_Given entries_
** Begin **
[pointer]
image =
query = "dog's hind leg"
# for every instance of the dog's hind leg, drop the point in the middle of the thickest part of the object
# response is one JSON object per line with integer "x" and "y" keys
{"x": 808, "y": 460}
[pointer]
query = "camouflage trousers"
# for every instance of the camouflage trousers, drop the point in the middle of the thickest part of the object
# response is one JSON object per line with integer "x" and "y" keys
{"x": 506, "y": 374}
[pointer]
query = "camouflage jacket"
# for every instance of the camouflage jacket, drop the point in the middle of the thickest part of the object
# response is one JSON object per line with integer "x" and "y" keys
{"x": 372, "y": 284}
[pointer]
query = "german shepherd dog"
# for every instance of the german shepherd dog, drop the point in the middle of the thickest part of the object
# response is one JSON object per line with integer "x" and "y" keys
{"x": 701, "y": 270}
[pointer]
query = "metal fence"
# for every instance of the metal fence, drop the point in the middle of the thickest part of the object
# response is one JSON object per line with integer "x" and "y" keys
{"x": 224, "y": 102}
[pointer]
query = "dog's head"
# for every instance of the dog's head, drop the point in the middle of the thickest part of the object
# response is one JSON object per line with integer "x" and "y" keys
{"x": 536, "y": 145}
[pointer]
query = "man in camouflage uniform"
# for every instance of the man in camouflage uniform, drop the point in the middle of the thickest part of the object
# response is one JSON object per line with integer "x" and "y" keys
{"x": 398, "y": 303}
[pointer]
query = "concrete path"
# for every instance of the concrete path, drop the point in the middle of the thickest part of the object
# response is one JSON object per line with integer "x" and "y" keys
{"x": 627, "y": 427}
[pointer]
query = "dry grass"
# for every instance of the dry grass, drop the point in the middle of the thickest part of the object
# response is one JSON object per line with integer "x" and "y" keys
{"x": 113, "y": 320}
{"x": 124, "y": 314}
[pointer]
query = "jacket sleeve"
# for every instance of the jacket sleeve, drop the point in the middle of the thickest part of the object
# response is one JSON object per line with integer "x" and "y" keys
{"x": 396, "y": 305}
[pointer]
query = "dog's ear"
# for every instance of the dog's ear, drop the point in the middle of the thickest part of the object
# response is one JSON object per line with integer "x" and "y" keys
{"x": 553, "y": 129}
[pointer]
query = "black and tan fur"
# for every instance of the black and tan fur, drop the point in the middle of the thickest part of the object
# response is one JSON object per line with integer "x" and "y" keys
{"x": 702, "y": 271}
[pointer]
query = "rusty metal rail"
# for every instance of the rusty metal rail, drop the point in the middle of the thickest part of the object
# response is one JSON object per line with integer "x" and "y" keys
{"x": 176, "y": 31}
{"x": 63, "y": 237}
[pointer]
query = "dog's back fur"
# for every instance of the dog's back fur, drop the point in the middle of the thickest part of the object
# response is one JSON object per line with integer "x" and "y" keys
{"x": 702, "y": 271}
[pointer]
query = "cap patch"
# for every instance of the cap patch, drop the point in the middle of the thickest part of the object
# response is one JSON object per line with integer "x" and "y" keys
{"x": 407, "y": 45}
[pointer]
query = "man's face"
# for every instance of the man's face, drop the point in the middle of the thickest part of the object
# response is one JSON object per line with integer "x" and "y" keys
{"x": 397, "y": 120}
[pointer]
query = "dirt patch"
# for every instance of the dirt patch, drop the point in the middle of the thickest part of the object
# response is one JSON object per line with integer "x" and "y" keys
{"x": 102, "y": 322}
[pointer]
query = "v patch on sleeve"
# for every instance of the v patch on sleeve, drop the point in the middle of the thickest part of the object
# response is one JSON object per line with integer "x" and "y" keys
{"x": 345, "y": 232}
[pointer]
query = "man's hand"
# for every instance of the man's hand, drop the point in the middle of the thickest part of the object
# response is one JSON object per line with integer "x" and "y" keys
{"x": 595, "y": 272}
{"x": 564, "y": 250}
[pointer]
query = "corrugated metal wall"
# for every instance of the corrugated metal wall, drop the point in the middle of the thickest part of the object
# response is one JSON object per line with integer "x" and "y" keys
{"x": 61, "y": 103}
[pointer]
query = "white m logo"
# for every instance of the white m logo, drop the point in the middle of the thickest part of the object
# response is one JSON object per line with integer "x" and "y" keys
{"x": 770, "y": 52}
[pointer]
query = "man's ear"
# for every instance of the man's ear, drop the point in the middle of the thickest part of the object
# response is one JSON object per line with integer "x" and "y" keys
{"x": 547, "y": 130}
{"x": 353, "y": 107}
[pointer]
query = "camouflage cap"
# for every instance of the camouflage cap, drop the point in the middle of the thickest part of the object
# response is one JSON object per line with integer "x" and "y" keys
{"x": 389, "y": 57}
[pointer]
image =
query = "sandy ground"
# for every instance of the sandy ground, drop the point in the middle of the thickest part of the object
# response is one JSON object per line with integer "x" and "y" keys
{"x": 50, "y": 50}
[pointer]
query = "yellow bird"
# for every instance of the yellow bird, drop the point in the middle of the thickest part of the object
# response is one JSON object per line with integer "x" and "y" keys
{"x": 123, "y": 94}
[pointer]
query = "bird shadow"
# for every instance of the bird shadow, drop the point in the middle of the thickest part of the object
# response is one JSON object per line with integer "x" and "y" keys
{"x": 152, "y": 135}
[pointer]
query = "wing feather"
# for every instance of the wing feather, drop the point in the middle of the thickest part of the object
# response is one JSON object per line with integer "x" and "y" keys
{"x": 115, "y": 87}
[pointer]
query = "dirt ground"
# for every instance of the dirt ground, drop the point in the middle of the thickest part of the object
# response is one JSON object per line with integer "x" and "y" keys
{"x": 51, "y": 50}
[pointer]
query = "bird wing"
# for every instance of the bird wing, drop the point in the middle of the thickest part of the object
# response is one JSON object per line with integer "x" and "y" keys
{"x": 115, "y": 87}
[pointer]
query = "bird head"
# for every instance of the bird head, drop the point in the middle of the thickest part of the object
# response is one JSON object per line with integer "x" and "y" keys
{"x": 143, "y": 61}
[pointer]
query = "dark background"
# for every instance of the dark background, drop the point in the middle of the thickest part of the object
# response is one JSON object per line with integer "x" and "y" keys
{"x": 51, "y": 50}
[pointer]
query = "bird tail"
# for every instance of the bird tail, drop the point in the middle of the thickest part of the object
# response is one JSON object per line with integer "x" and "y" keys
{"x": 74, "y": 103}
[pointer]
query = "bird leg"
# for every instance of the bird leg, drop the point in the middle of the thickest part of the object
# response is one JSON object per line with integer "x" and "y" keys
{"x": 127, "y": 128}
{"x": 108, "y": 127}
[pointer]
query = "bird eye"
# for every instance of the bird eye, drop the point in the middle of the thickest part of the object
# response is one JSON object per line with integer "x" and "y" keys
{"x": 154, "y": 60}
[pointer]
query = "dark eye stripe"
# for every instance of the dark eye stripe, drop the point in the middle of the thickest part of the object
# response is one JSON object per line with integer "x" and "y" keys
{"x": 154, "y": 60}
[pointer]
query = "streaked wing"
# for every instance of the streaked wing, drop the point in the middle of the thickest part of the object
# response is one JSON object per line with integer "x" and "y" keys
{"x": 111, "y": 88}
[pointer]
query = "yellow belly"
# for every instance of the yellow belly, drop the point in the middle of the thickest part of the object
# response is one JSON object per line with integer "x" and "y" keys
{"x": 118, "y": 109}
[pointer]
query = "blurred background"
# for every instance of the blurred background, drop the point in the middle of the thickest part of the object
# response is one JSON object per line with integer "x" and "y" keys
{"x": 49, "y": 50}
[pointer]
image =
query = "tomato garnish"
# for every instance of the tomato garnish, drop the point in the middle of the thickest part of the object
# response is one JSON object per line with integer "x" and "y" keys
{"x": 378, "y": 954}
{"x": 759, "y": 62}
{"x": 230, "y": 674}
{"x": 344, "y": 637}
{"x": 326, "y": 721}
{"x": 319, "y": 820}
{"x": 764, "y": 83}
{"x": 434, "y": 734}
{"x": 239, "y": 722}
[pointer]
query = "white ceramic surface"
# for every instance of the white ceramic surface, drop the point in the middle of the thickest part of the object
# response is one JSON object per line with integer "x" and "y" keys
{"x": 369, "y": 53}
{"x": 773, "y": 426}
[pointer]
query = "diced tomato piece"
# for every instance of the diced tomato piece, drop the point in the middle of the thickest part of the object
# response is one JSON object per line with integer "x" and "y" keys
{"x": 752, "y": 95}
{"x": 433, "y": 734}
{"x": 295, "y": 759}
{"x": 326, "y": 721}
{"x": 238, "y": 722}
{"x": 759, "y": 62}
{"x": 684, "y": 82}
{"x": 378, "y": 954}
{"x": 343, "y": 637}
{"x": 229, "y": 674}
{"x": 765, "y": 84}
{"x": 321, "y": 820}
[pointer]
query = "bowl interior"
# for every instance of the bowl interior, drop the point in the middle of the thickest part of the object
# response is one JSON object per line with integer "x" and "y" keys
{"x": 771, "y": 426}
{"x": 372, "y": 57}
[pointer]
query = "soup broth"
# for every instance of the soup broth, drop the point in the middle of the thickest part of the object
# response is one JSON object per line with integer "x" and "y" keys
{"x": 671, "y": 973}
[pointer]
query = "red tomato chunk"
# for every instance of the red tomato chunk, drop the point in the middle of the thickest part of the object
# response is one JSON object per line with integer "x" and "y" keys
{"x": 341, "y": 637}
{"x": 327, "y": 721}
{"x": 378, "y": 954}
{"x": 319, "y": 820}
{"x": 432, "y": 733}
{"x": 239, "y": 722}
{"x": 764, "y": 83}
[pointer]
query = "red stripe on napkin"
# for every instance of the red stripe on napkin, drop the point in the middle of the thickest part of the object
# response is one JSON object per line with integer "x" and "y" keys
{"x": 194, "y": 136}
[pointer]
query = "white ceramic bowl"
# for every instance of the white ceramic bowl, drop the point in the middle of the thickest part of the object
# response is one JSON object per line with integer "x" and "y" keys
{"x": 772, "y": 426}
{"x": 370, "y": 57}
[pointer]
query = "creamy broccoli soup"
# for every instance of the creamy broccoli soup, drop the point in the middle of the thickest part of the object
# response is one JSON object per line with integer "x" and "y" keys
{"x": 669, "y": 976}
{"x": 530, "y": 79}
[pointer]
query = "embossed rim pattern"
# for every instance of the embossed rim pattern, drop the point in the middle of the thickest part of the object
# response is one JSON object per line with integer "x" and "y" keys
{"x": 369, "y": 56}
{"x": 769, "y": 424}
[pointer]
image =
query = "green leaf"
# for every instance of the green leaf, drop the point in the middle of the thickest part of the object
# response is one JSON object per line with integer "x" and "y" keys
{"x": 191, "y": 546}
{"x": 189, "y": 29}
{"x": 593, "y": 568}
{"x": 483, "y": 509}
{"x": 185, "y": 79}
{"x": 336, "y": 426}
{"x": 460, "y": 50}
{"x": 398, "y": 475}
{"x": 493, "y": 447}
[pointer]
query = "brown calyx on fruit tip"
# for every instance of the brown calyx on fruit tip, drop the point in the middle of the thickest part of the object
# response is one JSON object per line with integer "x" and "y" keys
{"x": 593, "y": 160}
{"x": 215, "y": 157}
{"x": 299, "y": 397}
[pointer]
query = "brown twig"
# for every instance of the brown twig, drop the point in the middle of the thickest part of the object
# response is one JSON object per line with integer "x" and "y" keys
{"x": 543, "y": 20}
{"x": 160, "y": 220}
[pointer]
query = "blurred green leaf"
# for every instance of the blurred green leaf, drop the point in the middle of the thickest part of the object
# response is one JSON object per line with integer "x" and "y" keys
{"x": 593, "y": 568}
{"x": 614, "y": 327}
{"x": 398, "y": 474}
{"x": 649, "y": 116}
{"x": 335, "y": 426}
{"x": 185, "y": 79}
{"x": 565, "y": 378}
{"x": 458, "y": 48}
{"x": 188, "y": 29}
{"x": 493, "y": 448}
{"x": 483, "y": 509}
** End **
Copy out every line of the entries above that contains the word "broth".

_Task solution_
query = "soup broth"
# for every instance of the soup broth, drop the point in the middle of the thickest part of the object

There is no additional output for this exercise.